RECORDS FOR THE EXERCISE:
════════════════

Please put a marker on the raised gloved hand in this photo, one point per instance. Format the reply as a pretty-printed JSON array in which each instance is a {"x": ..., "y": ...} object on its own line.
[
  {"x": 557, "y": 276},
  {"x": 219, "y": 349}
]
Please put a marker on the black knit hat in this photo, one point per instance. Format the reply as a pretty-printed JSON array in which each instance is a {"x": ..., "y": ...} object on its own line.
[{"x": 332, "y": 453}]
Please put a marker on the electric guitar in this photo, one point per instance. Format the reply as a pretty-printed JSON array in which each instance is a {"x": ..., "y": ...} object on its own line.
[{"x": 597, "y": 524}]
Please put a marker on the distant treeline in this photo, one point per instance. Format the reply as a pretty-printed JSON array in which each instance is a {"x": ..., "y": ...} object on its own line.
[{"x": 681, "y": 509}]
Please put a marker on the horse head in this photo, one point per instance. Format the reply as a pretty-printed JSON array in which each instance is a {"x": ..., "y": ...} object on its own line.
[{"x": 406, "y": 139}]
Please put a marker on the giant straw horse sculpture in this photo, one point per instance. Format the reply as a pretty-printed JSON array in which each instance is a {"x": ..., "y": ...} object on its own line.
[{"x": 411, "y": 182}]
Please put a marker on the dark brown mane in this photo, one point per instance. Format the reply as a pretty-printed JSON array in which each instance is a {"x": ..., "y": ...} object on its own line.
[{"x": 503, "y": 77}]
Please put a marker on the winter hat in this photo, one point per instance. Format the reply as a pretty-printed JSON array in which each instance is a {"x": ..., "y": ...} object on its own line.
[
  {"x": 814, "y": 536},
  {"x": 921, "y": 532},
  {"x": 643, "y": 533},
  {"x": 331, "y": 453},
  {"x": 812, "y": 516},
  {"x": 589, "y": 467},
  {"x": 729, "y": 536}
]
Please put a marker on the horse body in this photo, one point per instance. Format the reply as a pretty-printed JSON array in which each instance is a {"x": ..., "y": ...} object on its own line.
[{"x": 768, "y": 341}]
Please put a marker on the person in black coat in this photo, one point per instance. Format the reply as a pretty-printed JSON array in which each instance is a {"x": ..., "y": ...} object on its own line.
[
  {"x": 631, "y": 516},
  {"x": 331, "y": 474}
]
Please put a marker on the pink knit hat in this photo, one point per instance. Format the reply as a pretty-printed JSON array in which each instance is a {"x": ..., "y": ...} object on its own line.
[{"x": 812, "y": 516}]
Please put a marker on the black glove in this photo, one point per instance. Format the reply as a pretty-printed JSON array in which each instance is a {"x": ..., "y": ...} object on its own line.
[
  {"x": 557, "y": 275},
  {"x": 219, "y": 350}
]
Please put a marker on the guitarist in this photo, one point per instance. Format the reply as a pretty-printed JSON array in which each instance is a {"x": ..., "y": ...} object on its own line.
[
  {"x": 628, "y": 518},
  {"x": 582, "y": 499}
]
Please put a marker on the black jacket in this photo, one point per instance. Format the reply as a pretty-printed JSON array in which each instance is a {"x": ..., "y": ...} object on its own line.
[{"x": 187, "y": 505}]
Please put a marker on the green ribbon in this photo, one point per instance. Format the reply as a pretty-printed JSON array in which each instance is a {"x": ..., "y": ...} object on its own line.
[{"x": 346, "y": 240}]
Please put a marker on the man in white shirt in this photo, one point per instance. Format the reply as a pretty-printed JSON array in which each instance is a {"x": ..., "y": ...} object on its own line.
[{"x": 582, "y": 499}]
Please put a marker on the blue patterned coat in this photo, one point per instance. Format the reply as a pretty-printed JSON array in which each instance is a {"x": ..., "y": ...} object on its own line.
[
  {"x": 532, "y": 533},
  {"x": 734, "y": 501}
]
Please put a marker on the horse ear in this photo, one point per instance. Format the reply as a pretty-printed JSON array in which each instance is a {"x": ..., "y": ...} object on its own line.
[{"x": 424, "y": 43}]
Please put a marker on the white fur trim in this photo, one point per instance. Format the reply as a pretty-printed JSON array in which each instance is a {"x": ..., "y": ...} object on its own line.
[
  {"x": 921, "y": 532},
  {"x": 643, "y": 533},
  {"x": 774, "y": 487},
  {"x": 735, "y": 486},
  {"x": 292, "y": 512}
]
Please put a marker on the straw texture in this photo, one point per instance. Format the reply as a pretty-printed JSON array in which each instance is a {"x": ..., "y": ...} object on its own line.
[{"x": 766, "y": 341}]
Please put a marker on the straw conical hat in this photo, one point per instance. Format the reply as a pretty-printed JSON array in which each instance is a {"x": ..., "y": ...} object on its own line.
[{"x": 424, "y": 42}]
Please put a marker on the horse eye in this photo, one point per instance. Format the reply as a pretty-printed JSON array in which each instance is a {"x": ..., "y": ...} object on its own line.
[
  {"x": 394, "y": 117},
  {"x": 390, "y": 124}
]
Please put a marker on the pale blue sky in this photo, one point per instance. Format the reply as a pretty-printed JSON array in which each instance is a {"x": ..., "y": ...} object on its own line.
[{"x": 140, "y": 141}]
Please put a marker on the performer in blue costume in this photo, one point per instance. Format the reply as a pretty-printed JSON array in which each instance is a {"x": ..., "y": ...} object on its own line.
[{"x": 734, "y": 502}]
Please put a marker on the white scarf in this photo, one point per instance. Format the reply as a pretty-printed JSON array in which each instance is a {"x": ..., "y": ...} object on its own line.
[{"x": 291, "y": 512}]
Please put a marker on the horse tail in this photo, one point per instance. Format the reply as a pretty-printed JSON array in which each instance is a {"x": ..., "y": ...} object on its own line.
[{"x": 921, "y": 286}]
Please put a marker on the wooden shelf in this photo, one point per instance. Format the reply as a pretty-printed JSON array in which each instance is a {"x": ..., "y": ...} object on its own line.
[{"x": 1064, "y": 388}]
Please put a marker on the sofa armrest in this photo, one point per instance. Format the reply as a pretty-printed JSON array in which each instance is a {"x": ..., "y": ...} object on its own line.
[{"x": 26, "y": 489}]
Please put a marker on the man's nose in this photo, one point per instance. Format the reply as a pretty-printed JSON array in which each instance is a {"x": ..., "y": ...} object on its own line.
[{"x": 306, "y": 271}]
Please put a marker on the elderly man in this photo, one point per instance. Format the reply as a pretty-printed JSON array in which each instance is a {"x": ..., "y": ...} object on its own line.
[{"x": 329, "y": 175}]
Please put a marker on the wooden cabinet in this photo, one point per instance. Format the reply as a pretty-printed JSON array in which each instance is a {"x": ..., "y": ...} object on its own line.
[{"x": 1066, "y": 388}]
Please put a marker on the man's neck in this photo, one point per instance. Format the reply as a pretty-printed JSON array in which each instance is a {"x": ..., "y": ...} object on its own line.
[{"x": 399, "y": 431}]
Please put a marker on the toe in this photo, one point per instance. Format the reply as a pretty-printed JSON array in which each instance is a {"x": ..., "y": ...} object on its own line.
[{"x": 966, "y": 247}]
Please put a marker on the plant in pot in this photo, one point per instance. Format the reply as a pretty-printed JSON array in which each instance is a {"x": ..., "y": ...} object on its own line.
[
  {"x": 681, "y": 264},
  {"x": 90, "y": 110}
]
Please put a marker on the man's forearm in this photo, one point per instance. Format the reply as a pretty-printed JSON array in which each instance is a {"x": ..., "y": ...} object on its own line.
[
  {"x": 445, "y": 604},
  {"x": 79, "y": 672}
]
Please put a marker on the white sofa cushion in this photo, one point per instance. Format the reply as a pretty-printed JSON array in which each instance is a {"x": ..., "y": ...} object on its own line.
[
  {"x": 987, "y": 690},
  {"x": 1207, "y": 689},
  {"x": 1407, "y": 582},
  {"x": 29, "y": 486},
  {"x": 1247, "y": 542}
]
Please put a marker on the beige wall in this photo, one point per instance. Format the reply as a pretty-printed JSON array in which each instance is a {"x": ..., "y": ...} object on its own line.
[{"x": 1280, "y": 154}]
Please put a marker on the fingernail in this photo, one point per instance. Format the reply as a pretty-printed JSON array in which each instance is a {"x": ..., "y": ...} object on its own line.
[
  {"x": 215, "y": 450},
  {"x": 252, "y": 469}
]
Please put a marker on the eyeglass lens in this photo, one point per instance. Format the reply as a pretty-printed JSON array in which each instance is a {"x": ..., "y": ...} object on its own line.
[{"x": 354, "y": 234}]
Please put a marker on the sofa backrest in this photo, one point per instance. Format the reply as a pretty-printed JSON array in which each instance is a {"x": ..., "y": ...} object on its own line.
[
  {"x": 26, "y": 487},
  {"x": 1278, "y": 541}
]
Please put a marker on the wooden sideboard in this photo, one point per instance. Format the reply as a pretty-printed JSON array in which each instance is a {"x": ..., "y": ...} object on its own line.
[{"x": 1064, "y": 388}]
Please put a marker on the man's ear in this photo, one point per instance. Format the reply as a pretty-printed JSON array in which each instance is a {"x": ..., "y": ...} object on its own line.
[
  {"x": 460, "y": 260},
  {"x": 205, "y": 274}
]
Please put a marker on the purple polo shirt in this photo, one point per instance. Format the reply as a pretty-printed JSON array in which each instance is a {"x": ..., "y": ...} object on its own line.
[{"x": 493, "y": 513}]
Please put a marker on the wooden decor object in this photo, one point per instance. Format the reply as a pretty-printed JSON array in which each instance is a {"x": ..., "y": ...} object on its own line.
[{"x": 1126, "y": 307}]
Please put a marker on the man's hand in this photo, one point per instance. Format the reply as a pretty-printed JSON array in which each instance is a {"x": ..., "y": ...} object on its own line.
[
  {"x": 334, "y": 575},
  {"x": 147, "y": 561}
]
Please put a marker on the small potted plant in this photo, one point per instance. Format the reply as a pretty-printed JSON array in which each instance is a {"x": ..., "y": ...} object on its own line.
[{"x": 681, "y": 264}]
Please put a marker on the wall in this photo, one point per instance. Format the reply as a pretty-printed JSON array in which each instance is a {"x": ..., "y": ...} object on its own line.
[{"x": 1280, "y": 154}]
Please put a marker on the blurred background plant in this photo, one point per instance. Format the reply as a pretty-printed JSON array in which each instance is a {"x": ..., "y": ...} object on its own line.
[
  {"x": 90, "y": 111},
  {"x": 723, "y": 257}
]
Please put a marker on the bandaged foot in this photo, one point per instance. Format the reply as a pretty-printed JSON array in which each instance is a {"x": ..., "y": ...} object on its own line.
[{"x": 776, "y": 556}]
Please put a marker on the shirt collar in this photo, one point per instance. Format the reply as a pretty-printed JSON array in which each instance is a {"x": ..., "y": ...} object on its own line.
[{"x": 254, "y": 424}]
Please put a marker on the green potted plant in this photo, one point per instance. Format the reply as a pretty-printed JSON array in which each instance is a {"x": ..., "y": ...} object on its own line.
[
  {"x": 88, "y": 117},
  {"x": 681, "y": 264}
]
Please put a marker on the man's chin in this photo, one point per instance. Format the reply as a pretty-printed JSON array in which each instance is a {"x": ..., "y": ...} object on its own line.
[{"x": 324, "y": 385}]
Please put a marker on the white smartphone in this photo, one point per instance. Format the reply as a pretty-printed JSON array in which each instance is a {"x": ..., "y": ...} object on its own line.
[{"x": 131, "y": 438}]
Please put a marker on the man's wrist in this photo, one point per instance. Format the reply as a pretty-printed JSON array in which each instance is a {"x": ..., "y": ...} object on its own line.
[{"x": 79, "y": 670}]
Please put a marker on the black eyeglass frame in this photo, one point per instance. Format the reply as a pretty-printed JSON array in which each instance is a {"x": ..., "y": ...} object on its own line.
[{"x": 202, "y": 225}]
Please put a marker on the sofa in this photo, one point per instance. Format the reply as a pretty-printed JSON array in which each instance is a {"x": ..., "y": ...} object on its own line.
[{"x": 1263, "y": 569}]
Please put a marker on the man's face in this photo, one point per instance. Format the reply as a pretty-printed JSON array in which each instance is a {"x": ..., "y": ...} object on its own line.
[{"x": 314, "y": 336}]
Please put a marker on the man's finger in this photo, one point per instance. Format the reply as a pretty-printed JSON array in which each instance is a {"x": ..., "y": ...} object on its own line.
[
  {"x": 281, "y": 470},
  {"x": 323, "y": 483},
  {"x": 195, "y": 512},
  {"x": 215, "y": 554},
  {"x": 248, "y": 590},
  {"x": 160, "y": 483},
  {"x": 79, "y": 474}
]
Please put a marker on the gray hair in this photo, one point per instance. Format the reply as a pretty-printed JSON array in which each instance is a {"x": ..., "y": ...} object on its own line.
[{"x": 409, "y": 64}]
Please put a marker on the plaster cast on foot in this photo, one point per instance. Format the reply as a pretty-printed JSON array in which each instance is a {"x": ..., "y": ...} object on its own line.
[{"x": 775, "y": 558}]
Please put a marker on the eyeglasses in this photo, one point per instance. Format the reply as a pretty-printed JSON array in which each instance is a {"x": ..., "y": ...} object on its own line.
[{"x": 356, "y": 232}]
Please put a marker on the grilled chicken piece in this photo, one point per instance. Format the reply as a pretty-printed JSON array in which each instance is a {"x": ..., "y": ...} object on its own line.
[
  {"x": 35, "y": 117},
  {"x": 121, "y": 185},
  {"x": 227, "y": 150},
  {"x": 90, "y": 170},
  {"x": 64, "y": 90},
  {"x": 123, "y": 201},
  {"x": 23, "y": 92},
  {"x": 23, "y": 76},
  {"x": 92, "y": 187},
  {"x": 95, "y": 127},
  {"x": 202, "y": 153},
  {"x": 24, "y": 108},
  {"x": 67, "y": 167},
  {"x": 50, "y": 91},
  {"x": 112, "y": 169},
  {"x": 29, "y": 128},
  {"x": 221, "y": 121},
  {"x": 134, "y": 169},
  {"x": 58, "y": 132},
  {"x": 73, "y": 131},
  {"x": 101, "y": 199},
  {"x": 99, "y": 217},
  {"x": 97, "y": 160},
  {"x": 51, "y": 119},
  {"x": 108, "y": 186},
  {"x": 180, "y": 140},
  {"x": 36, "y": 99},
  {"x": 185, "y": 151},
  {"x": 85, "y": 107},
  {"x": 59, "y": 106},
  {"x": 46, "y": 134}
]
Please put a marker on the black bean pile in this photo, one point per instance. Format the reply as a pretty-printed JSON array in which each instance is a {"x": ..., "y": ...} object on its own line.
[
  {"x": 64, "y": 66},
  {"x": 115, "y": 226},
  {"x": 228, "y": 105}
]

════════════════

WRITTEN PROBLEM: Write out, word for word, every line from the one containing "Please put a marker on the black bean" through the last line of the records above.

SOLUTION FOR THIS EXERCISE:
Please put a marker on the black bean pile in this photo, one point per instance. Format the reply as a pretty-printed JSON array in which each instance is a {"x": ..., "y": ...} object on its own line.
[
  {"x": 64, "y": 66},
  {"x": 115, "y": 226},
  {"x": 228, "y": 105}
]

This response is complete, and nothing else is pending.